Copy the text on changing sales industries below word for word.

* Given text *
┌────────

It's the oldest game in the sales world. A rep's tired of their current environment from a sales perspective, and is wondering what the possibilities are for them to find not only another job - but to think about changing industries and their actual sales identity.
That's dangerous, right? After all, when you've built a sales career in a specific industry, you know how to sell - but - you're always going to get your highest valuation and comp by staying true to the vertical that you have a proven track record in.
Still, some sales pros want to consider the big change. When I hear that and I'm asked for counsel, I always focus on the fact that any big change in a sales career still has to match up with who the sales pro is. In my view, it's a 3-D target, with the following considerations:
--Commodity vs Solution Selling? What's the rep sell now? Are they a solution seller or are they selling a commoditized product? The most frequent error is trying to change industries and accepting sales positions that don't match your experience as a solution seller or a commodity sales pro. There's a reason you've been successful in either, and it's dangerous to change that.
--What's your sweet spot from a expertise perspective? How far can you stretch that expertise definition? You can sell medical devices and transfer that knowledge a hundred ways in the broader medical sense, but to change industries outside of medical - that's risky. Better to stay in your "BIG" vertical and switch the niche that you serve within that ocean. Trust me, the ramp up is still significant, but you'll still be viewed as more credible than you would be if you went outside of the broader medical industry.
--Are you better suited for a big or small company related to bureaucracy? Probably the biggest reason people run is because they were bootstrappers and then the company grew, then came the controls and process. And the low rules rep can't stand it, so they start thinking about a change. Don't simply chase money in a new job, make sure you match the sales culture with who you are as well. It works the other way as well - Cisco reps aren't a great fit for the startup - they're used to to much process, too many resources, too much base salary, etc.
It's OK for a sales pro to think about a big change outside their current vertical. Matching these 3 considerations with the individual profile is key to determining if a change will do you good - or if you'll be looking for your next job in 6 months.

└────────

* Entries supplied *
┌────────

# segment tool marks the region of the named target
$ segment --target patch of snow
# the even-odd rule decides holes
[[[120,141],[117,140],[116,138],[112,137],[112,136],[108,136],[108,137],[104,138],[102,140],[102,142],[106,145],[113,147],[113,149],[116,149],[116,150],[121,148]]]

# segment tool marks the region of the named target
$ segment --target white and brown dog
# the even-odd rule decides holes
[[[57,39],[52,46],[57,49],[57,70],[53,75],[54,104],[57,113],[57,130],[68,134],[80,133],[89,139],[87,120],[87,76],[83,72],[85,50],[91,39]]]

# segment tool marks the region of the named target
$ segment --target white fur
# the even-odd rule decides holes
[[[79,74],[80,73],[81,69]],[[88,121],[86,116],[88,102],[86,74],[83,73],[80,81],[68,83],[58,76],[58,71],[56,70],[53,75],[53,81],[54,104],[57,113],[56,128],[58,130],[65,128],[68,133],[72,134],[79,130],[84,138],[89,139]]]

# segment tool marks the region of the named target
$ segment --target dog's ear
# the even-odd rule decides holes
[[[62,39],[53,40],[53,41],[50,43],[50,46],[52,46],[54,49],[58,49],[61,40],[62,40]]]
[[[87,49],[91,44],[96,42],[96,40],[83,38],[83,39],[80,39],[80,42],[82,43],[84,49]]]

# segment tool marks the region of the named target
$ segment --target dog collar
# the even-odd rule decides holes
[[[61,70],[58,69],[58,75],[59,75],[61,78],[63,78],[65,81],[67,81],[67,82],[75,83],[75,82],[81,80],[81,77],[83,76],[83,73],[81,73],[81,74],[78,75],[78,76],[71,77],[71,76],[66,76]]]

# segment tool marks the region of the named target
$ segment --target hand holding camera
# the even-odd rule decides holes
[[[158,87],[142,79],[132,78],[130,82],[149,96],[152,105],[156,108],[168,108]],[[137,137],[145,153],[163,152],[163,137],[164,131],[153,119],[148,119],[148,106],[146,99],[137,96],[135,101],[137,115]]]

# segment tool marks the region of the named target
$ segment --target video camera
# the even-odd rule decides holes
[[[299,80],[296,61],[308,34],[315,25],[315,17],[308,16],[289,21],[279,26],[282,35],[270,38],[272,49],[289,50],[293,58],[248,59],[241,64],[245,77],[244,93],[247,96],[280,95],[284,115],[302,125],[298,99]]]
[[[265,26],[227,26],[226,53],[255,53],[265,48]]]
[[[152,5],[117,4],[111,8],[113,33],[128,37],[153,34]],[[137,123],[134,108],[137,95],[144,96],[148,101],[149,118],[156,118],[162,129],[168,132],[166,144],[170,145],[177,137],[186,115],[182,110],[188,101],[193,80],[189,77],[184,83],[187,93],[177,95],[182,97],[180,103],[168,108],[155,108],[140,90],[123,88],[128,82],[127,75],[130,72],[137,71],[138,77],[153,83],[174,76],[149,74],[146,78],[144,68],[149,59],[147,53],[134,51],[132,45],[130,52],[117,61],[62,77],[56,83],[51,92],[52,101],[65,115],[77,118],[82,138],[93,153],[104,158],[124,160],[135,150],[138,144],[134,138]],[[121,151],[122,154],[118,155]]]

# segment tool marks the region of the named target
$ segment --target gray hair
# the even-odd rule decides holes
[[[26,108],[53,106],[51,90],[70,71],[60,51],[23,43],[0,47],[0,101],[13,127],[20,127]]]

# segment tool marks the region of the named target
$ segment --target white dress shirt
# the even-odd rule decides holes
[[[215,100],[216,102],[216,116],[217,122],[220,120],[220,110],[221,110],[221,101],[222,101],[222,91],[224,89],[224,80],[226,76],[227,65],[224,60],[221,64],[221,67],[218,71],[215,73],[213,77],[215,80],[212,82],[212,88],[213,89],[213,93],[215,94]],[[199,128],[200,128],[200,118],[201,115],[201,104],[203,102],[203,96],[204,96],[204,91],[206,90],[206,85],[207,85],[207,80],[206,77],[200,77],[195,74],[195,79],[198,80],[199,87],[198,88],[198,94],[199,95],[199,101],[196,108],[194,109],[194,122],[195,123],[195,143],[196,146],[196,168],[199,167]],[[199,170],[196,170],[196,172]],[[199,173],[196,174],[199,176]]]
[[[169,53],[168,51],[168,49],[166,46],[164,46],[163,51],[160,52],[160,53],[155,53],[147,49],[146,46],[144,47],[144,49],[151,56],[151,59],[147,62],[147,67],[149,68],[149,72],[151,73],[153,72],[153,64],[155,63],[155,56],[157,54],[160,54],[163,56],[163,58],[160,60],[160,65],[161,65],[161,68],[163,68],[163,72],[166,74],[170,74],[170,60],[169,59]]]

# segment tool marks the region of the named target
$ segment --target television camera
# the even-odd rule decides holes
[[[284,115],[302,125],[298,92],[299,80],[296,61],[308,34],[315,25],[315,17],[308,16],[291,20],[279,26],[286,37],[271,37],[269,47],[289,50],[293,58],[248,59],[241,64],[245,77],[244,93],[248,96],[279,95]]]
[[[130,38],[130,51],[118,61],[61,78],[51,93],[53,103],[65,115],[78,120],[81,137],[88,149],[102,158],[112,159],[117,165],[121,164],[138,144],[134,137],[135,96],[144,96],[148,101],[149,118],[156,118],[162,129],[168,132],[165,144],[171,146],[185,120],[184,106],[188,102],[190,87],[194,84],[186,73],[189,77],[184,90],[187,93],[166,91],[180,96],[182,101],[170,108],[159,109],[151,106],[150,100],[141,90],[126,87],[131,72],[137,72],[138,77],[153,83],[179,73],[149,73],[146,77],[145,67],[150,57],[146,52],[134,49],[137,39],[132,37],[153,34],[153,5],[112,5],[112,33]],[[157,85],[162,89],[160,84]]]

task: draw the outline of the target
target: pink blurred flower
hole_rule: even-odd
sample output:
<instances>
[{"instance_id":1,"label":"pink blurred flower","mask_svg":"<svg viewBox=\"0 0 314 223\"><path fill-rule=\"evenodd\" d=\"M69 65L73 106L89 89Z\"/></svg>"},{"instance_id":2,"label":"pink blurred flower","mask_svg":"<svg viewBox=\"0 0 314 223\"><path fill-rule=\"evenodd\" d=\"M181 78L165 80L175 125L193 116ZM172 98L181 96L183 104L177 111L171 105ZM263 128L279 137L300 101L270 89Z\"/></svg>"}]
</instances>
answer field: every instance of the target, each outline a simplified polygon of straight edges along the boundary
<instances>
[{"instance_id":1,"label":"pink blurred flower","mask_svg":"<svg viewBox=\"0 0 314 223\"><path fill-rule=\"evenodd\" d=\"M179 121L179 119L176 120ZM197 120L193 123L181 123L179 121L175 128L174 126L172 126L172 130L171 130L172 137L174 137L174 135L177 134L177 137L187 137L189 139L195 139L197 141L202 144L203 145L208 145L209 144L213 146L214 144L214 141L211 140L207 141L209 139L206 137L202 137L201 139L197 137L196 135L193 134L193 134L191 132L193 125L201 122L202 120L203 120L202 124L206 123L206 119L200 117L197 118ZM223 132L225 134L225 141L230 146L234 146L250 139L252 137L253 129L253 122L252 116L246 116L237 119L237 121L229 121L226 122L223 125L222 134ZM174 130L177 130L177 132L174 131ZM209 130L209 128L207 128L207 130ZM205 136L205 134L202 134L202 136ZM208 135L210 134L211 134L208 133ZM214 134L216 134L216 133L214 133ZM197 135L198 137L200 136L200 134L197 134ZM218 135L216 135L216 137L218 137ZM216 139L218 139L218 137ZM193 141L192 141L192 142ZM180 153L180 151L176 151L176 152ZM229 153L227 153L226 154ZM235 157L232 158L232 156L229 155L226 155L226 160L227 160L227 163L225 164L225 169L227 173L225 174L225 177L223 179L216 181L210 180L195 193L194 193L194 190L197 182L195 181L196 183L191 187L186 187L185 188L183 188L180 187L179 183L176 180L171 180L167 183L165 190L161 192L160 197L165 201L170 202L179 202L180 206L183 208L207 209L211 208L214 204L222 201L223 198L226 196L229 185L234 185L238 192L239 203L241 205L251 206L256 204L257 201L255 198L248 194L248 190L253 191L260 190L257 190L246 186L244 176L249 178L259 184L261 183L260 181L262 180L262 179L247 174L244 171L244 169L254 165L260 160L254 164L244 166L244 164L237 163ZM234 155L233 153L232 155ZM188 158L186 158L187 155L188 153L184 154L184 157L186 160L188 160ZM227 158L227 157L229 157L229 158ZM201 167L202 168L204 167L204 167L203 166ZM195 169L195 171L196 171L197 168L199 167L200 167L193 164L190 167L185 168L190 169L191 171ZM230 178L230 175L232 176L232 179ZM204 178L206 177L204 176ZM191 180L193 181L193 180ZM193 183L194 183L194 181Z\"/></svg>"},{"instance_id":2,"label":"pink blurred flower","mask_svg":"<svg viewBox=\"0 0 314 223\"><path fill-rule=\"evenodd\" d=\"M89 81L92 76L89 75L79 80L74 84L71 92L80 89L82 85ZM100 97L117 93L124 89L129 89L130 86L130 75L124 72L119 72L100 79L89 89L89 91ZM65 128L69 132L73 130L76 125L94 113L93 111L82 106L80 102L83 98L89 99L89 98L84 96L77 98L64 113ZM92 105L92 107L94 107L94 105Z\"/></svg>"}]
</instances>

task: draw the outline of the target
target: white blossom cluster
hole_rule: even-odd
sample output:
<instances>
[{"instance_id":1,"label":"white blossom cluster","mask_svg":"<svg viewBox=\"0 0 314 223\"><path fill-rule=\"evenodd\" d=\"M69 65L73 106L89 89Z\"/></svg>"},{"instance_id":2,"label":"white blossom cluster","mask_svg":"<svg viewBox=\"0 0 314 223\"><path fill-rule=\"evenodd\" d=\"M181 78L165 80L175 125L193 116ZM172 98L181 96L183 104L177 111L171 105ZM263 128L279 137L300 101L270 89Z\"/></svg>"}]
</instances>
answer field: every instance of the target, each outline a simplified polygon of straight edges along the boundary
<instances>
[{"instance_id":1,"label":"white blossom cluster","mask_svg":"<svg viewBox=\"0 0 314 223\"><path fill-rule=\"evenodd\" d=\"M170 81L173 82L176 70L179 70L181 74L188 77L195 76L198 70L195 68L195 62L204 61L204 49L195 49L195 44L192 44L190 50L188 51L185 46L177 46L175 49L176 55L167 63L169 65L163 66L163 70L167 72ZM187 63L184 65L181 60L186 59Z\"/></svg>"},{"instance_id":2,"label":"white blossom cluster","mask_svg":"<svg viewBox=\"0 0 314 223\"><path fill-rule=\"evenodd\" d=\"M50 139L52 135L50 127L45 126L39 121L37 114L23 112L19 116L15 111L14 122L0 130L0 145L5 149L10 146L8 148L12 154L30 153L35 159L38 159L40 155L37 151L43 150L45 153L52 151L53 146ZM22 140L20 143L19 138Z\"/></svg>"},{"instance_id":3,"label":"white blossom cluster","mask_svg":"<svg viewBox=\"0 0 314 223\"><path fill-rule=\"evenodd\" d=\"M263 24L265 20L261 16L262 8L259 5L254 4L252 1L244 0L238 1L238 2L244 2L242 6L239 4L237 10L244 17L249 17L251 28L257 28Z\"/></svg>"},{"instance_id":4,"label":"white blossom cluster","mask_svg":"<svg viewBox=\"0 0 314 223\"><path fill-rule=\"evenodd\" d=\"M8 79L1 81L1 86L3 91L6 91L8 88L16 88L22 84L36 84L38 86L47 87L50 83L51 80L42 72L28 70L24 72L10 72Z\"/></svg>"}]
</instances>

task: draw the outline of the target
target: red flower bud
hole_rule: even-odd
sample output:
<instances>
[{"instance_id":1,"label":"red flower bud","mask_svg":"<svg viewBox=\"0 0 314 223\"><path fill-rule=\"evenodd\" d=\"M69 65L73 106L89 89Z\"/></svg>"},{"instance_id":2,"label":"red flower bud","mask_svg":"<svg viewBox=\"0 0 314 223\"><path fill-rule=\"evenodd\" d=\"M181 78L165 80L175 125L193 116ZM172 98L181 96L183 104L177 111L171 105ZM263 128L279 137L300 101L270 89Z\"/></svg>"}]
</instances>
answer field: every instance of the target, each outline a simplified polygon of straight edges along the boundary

└────────
┌────────

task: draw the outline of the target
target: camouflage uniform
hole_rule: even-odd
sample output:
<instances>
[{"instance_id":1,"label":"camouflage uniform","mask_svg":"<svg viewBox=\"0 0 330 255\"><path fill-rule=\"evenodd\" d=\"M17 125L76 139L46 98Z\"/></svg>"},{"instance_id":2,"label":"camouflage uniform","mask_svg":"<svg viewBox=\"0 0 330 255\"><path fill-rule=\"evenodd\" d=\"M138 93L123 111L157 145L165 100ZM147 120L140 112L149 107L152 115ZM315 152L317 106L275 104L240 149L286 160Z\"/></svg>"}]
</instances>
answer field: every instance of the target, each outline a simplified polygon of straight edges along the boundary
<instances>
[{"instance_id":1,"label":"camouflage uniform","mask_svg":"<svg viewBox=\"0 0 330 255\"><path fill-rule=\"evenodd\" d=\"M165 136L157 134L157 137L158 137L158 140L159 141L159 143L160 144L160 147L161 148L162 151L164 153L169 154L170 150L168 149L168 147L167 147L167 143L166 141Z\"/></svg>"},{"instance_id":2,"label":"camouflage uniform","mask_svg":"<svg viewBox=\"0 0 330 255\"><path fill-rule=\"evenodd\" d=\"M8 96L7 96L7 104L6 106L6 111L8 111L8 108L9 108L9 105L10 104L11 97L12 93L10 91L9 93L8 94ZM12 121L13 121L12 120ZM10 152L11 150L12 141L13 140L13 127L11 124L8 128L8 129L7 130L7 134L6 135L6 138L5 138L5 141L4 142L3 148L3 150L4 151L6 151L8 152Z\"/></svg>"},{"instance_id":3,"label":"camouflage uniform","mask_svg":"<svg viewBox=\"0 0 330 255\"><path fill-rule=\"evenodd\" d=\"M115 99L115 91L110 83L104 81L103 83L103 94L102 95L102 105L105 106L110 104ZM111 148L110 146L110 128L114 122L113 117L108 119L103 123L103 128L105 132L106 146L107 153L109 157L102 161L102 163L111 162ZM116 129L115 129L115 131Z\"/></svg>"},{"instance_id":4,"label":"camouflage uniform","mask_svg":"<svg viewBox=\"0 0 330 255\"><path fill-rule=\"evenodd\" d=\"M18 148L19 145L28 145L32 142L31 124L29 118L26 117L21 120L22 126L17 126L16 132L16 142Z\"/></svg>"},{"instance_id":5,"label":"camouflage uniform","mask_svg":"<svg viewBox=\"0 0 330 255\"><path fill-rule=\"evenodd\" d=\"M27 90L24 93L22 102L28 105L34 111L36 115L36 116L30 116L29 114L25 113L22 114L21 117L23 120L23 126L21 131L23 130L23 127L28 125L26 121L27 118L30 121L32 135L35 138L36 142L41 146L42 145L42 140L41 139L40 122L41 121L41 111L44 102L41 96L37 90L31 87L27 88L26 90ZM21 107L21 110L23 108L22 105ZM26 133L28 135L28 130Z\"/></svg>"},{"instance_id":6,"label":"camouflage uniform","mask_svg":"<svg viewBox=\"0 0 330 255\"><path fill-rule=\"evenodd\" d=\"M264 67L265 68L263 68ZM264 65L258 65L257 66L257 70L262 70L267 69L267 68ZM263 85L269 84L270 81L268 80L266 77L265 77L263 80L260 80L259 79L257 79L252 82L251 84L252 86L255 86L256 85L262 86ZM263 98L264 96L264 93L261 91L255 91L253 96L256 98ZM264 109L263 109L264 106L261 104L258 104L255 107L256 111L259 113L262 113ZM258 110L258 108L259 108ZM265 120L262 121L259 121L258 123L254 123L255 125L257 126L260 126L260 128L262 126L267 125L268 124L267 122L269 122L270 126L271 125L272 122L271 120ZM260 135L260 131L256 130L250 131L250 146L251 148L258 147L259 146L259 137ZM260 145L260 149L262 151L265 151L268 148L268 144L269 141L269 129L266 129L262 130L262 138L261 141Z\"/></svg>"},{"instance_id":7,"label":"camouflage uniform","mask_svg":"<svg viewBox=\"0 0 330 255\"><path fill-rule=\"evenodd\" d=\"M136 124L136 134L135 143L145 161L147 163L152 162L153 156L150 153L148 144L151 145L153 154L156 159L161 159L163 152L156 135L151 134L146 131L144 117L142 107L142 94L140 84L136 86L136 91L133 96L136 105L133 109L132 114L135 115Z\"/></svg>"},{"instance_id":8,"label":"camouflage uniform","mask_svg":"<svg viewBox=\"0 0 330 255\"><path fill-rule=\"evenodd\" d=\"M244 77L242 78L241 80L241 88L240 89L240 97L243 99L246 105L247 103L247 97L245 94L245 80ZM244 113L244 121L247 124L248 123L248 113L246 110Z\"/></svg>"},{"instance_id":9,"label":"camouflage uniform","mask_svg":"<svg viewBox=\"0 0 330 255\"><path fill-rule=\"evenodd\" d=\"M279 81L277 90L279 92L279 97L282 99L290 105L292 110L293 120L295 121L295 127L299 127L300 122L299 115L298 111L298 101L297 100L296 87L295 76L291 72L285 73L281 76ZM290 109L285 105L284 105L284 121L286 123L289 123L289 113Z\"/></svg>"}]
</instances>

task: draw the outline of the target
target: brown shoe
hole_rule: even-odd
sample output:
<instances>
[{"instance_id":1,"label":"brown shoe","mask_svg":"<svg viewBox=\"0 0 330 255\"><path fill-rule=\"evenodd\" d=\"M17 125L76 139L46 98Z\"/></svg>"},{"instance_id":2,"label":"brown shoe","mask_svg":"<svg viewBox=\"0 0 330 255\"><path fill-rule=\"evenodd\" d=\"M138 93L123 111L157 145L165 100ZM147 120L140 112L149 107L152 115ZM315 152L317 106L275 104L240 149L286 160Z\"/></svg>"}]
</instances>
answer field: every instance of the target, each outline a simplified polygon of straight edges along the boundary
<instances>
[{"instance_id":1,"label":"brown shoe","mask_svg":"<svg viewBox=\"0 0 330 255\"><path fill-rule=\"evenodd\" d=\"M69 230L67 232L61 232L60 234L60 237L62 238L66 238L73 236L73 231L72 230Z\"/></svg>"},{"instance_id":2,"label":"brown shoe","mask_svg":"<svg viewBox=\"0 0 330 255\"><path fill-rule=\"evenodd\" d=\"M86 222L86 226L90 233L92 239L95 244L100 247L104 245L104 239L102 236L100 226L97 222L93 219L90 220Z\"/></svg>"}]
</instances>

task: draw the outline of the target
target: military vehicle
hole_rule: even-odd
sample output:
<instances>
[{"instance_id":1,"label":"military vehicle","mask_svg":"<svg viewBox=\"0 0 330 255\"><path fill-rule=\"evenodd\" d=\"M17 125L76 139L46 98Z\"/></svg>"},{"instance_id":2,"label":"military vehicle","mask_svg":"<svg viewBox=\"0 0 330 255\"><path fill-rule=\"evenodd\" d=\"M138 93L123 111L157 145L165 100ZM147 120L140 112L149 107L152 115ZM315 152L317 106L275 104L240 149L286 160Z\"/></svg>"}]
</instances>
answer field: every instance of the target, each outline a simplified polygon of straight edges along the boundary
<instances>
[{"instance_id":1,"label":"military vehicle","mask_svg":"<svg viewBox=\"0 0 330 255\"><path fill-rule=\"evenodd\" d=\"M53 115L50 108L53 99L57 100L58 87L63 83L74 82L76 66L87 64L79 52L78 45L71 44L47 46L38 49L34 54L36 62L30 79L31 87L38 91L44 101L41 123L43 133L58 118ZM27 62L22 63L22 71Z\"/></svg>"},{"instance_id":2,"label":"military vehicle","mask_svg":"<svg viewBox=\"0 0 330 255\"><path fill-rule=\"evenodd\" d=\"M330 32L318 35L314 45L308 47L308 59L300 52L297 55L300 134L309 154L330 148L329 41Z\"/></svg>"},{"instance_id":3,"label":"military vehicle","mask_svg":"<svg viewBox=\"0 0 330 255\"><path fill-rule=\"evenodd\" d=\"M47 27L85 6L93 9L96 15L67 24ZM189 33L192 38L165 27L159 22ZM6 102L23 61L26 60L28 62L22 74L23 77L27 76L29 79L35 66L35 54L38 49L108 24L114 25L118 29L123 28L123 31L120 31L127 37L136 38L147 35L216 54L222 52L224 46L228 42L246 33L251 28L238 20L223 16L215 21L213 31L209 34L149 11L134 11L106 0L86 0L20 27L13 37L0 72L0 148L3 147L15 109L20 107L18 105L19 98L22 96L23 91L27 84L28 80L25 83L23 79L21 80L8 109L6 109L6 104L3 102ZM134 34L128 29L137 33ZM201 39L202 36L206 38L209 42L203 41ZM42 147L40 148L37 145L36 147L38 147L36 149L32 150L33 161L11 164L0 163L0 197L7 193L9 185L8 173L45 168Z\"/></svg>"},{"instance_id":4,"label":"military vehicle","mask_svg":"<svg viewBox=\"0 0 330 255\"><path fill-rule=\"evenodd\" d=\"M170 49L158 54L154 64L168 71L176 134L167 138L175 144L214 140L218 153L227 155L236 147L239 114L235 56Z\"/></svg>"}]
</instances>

└────────

* Answer *
It's the oldest game in the sales world. A rep's tired of their current environment from a sales perspective, and is wondering what the possibilities are for them to find not only another job - but to think about changing industries and their actual sales identity.
That's dangerous, right? After all, when you've built a sales career in a specific industry, you know how to sell - but - you're always going to get your highest valuation and comp by staying true to the vertical that you have a proven track record in.
Still, some sales pros want to consider the big change. When I hear that and I'm asked for counsel, I always focus on the fact that any big change in a sales career still has to match up with who the sales pro is. In my view, it's a 3-D target, with the following considerations:
--Commodity vs Solution Selling? What's the rep sell now? Are they a solution seller or are they selling a commoditized product? The most frequent error is trying to change industries and accepting sales positions that don't match your experience as a solution seller or a commodity sales pro. There's a reason you've been successful in either, and it's dangerous to change that.
--What's your sweet spot from a expertise perspective? How far can you stretch that expertise definition? You can sell medical devices and transfer that knowledge a hundred ways in the broader medical sense, but to change industries outside of medical - that's risky. Better to stay in your "BIG" vertical and switch the niche that you serve within that ocean. Trust me, the ramp up is still significant, but you'll still be viewed as more credible than you would be if you went outside of the broader medical industry.
--Are you better suited for a big or small company related to bureaucracy? Probably the biggest reason people run is because they were bootstrappers and then the company grew, then came the controls and process. And the low rules rep can't stand it, so they start thinking about a change. Don't simply chase money in a new job, make sure you match the sales culture with who you are as well. It works the other way as well - Cisco reps aren't a great fit for the startup - they're used to to much process, too many resources, too much base salary, etc.
It's OK for a sales pro to think about a big change outside their current vertical. Matching these 3 considerations with the individual profile is key to determining if a change will do you good - or if you'll be looking for your next job in 6 months.